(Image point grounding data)
——

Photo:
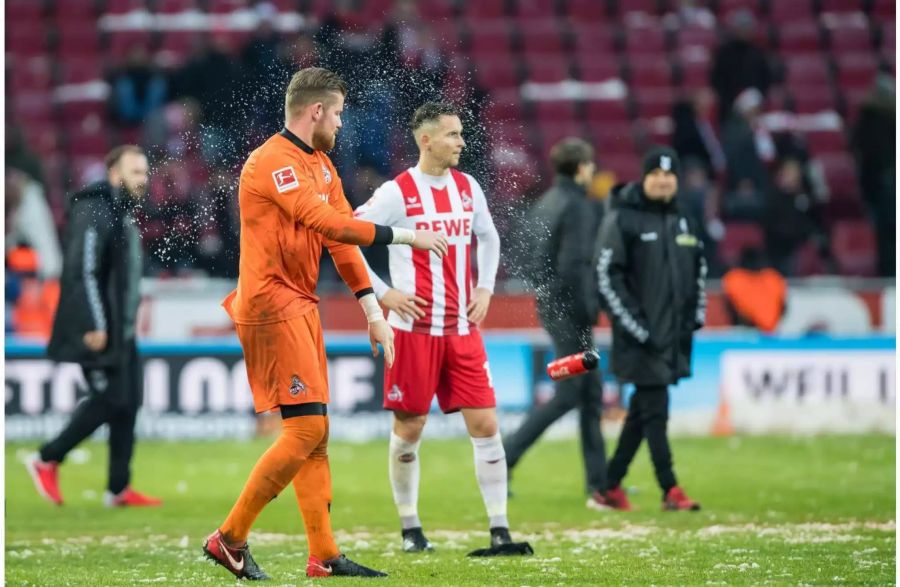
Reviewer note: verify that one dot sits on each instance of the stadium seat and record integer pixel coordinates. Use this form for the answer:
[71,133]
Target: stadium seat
[849,35]
[739,236]
[605,111]
[597,39]
[489,38]
[533,9]
[826,141]
[807,70]
[541,37]
[654,102]
[27,39]
[885,10]
[853,246]
[792,11]
[812,99]
[644,73]
[856,70]
[484,9]
[612,138]
[799,36]
[545,69]
[586,11]
[555,111]
[597,68]
[840,175]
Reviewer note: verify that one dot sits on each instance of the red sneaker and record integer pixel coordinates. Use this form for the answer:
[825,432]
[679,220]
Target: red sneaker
[677,500]
[129,497]
[616,499]
[45,477]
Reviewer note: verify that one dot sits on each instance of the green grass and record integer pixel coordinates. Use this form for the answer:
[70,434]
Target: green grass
[777,511]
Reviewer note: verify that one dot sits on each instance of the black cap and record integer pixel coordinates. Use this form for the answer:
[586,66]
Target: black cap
[664,158]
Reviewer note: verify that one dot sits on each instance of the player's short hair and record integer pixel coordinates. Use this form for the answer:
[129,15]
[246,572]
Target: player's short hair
[113,157]
[311,85]
[569,153]
[431,112]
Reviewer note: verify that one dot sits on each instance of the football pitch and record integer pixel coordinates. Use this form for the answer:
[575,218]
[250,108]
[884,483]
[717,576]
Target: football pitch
[776,511]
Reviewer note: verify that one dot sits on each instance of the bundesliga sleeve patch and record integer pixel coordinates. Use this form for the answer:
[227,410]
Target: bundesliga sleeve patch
[285,179]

——

* **Your assignment**
Once the line that contains "of the player's" is found, please give it again exactly, along with each line that comes after it, through the last line of the entries.

* **Exercise response**
Reviewer note: verify that one dot sits on each instance of the player's short hair and record integer pixel coordinates. Use this form for the answer:
[129,15]
[246,572]
Target: player's short hair
[113,157]
[311,85]
[569,153]
[431,112]
Reviewer note: verify that one dot sits on each instance of the football pitch and record integer pixel coordinates. Use this form for the answer:
[575,218]
[250,108]
[884,483]
[717,576]
Target: football pitch
[776,511]
Reviewer note: verify that one dot sits on each instance of the bundesliga sleeve patch and record integer pixel coordinates. Use this form for the answer:
[227,410]
Target: bundesliga sleeve patch
[285,179]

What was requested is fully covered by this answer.